» What you have to do:
Output the records. Match them exactly.

» Dataset excerpts:
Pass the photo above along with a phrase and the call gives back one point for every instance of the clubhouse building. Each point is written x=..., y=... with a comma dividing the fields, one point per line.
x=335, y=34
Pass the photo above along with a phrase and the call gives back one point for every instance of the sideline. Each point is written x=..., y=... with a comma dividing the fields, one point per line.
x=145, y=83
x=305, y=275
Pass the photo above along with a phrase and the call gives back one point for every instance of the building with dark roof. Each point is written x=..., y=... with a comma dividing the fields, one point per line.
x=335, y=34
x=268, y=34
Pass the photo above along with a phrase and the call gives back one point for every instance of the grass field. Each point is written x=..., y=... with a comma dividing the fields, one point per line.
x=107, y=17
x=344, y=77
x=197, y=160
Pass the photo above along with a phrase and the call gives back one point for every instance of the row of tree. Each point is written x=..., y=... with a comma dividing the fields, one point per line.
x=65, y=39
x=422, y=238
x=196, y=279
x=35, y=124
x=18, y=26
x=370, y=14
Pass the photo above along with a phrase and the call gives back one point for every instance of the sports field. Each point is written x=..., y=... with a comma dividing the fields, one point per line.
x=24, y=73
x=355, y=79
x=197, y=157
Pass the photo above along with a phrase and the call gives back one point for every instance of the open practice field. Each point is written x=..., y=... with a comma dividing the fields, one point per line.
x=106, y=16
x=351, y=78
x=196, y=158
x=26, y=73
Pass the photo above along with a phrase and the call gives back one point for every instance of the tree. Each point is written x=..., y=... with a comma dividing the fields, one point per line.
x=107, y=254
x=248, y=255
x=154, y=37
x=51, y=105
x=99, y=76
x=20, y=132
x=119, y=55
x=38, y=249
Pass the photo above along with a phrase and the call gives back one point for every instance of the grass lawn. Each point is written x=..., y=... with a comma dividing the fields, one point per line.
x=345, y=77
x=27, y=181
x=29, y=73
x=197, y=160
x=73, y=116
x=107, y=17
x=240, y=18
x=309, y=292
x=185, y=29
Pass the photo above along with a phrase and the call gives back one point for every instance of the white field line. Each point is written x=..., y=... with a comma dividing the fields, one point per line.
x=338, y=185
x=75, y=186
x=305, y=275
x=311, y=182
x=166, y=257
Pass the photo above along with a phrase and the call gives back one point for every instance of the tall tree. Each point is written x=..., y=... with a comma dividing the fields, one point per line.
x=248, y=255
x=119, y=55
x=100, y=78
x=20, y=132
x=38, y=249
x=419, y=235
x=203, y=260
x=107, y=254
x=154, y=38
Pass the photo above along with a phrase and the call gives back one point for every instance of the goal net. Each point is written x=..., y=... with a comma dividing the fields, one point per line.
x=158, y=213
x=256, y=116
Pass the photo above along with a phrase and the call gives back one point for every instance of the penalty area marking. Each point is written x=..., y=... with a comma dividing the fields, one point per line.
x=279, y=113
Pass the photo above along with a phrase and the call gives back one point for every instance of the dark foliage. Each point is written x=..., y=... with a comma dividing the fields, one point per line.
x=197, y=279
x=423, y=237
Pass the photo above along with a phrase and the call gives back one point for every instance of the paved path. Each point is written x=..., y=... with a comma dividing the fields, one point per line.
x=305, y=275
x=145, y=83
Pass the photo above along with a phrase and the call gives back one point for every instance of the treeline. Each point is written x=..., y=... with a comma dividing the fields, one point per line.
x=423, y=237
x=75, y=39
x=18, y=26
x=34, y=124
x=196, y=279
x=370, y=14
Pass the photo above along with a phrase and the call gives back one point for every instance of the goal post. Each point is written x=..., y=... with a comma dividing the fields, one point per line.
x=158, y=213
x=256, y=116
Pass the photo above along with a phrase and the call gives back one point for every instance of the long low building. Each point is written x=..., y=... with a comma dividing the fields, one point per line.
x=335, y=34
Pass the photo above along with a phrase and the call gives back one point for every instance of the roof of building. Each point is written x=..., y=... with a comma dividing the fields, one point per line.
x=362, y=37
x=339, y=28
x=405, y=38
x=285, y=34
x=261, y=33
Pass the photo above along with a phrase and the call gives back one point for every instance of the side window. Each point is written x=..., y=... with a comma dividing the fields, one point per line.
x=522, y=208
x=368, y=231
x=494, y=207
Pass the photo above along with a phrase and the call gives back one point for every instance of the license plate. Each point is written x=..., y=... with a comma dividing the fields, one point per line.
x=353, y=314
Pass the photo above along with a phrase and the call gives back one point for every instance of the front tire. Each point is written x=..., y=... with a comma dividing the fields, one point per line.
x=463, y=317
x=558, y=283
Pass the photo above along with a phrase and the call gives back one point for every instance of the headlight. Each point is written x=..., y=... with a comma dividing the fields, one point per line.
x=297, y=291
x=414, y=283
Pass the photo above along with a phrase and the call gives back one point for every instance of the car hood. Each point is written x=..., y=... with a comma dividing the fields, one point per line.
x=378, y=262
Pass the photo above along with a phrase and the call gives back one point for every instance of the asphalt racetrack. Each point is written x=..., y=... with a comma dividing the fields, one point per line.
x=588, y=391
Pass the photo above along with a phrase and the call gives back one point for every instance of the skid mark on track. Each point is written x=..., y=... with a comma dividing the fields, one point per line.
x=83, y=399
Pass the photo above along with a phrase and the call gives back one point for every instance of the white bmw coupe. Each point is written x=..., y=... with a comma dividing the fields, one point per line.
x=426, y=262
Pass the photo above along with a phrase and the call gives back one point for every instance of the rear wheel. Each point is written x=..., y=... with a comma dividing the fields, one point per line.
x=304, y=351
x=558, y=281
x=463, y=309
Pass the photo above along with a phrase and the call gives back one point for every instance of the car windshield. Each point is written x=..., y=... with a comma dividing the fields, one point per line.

» The answer:
Pass the photo above along with a phrase and the call gives back one point for every instance of the clubhouse building. Each point is written x=..., y=... with a comma dividing the fields, one point per line.
x=335, y=34
Pass the photo above along with a phrase and the call gives back one point for every instance of the sideline. Each point is written x=..., y=... with a comma dividing the fields, one point per line.
x=145, y=83
x=305, y=275
Pass the photo above along with a phrase and the call gives back one point for every instance of the building with dark roof. Each point is written x=..., y=... with a comma dividing the fields, one point per line.
x=335, y=34
x=268, y=34
Pass the photo above along with a phrase and the call gives back one point for every instance of the grass field. Each point is written x=..., y=... with a comma dividing the fields, one point per line.
x=107, y=17
x=344, y=77
x=197, y=160
Pass the photo above along with a phrase and the call gives back one point for every instance of the row of tree. Each point is written x=..., y=... with a comma dividing the fields, one point per line.
x=65, y=39
x=422, y=238
x=196, y=279
x=35, y=124
x=18, y=26
x=370, y=14
Pass the photo above along with a phrase and the call gives back one point for every instance of the sports field. Each point is written x=..., y=... with a comma dividing the fields, one point per line.
x=24, y=73
x=355, y=79
x=197, y=157
Pass the photo above along with a phrase and the call gives back one point for every instance of the open practice field. Each point is written x=..., y=... with a comma dividing the fields, one point per line.
x=106, y=16
x=351, y=78
x=196, y=158
x=26, y=73
Pass the photo above along with a phrase and the call gives back one point for every instance of the tree. Each point is written x=..., y=... with a comma dividing the fields, one point per line.
x=107, y=254
x=248, y=255
x=154, y=37
x=51, y=105
x=99, y=76
x=20, y=132
x=119, y=55
x=38, y=249
Pass the photo above along with a phrase and the call gives back one point for every instance of the grass lawn. Each point is written x=..., y=... with a comma dividing the fields, one point per line.
x=345, y=77
x=27, y=181
x=29, y=73
x=197, y=160
x=73, y=116
x=107, y=17
x=240, y=18
x=309, y=292
x=185, y=29
Pass the photo above along with a phrase and the call gives back one point for every instance of the white field line. Each point is written x=..., y=... with a comma dividing the fields, one point per line.
x=338, y=185
x=75, y=186
x=305, y=275
x=311, y=182
x=166, y=257
Pass the photo above along with a phrase and the call gives back one point for every instance of the tall tree. Each point is written x=..., y=... with a comma dividing the fields, one point per line.
x=248, y=255
x=119, y=55
x=100, y=78
x=20, y=132
x=38, y=249
x=419, y=235
x=203, y=260
x=107, y=254
x=154, y=38
Pass the photo above along with a phrase and the call gives back one point for every instance of the goal net. Each point is written x=..., y=... with a comma dividing the fields, one point per line.
x=158, y=213
x=256, y=116
Pass the photo above along with a phrase and the call gives back one point for every instance of the penalty area marking. Each point is written x=..., y=... with a comma dividing the fields, one point per line.
x=279, y=113
Pass the photo above along with a phrase and the call gives back one point for every instance of the dark foliage. Each point is written x=..., y=... with a comma dividing the fields, one point per line.
x=197, y=279
x=423, y=237
Pass the photo above along with a phrase and the call gives back one point for every instance of the paved path. Each point is written x=..., y=... with a comma dividing the fields, one point per line.
x=305, y=275
x=145, y=83
Pass the photo above along with a phrase and the call gives back one point for every instance of the treeline. Each point is written x=..., y=... with a comma dividing the fields, one point per line.
x=423, y=237
x=75, y=39
x=18, y=26
x=34, y=124
x=196, y=279
x=370, y=14
Pass the photo above along with a phrase and the call gives back one point for every instance of the goal post. Each point is written x=..., y=... with a comma dividing the fields, one point per line.
x=158, y=213
x=256, y=116
Pass the photo above along with a phrase and the call gives back one point for every instance of the long low building. Each point is written x=..., y=... with a comma dividing the fields, one point per line.
x=335, y=34
Pass the photo above along with a phrase and the call gives back one point for every instance of the roof of building. Each point is written x=..., y=... with a comma dividing the fields, one point per line.
x=362, y=37
x=339, y=28
x=405, y=38
x=285, y=34
x=261, y=33
Pass the photo above along with a phrase and the call gives back one point for every instance of the side window. Each point is written x=..., y=... with a comma dividing the fields, one point per line.
x=522, y=208
x=368, y=231
x=494, y=207
Pass the photo above along with a phrase and the call gives back one point for every instance of the license plate. Each point is written x=..., y=... with a comma dividing the fields, one point per line.
x=353, y=314
Pass the photo above along with a phrase and the call gives back one point for every instance of the front tire. Each point is written x=..., y=... with a comma dividing the fields, one point per line.
x=463, y=317
x=558, y=283
Pass the photo above along with a phrase and the call gives back one point for every instance of the headlight. Each point is written x=..., y=... with a comma dividing the fields, one point per line.
x=297, y=291
x=414, y=283
Pass the photo above along with a phrase and the call gives back one point for every instance of the car hood. Each point is written x=..., y=... with a comma dividing the fields, one point per line.
x=378, y=262
Pass the photo above along with a phrase and the call gives back one point for every instance of the asphalt racetrack. Each point is written x=..., y=... with a comma dividing the fields, one point per line.
x=588, y=391
Pass the photo above along with a phrase and the call gives back one point for every instance of the skid mark on track. Each point is written x=..., y=... with a comma dividing the fields, one point per line.
x=83, y=399
Pass the photo above along with a phrase and the call gives back one point for every instance of the white bmw coupe. Each point is written x=..., y=... with a comma dividing the fields, one point per line.
x=426, y=262
Pass the photo above along with a phrase and the call gives back one point for every instance of the rear wheel. Each point is written x=..., y=... with a comma dividing the fields, one point per line.
x=304, y=351
x=558, y=281
x=463, y=309
Pass the photo above along with a phrase and the call gives back one point for every instance of the car windshield. Each point is written x=..., y=... with a comma dividing the fields, one point per line.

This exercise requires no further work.